::: SELECTED EXTRACT

This post-mortem details the technical architecture and product evolution of an unstructured data search engine I built for the Australian Securities Exchange (ASX).

Problem Discovery

The inspiration for this project came from a friend telling me of a stock that he claimed was a prime takeover target. Like many “sure things” I’ve come across I proceeded to check the latest announcements, financials and other associated information. The company itself seemed somewhat mediocre, one specific filing stood out: they had recently initiated a “Strategic Review.”

I wanted to cross-check this trigger against their history, but there was a complete lack of tools to perform granular text searches across historical filings and across companies. It occurred to me that I couldn’t do this for the entire exchange either. If I could aggregate mentions of “strategic reviews” or “asset divestments” across the ASX, I could identify sector-wide trends and health signals that are usually buried in unstructured PDF text.

After all if I could know the aggregate of strategic reviews and their outcomes would that not tell me something even just a part of the puzzle about the current state of a company, a sector and the health of the ASX at large.

Exploration

Years prior to this I had been doing an ETL project for a professor to extract information from complex drug trials to build a regression model for understanding whether or not a drug had likelihood in succeeding or not. From that experience I remember vividly that

  1. Parsing PDF’s is truly nightmarish
  2. There is an absolutely incredible wealth of data locked away in them if you can get it out

Anyone who has built a parser for PDF’s understands the pain of endless edge cases one must navigate when parsing text or information from them.

To map out the problem space for the ASX, I sampled 50 announcements across various categories. The variation was striking from standardized digital text, high-resolution infographics, to low-quality rasterized scans.

::::::

**WHAT TO WORK ON**
1. List the types of announcement content that the post-mortem says were found in the sample taken to map out the problem space.
2. According to the post-mortem, how many announcements were sampled to map out the problem space for the ASX?

::: EXCERPTED DATA

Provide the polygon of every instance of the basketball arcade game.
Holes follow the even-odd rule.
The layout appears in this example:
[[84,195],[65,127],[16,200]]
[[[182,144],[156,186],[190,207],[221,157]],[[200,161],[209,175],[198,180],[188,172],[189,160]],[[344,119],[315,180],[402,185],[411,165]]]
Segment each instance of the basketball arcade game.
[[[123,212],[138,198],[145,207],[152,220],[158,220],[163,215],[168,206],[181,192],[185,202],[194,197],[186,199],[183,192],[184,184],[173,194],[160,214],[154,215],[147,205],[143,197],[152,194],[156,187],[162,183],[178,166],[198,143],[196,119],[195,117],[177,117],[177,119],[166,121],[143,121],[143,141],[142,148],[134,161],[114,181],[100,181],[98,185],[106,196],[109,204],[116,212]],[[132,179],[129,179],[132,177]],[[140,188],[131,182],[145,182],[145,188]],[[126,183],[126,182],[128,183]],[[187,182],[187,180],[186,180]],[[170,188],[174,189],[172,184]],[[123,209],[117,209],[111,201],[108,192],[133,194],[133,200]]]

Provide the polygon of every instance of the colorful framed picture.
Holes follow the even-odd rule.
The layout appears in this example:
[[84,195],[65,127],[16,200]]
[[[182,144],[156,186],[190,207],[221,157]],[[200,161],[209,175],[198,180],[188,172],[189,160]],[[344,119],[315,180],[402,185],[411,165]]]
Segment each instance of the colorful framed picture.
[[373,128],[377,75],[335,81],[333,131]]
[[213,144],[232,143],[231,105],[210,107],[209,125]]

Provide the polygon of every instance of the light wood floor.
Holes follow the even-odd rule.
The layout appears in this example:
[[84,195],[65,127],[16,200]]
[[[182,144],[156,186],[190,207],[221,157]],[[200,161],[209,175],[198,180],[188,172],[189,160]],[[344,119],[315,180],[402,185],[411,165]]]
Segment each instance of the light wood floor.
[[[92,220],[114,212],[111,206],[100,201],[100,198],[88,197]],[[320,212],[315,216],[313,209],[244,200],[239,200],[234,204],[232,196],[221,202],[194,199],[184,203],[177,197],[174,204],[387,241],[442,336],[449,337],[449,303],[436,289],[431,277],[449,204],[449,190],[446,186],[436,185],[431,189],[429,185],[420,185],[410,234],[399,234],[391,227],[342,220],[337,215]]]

::::::

**ANSWER SET**
1.
- Standardized digital text
- High-resolution infographics
- Low-quality rasterized scans

2. 50 announcements.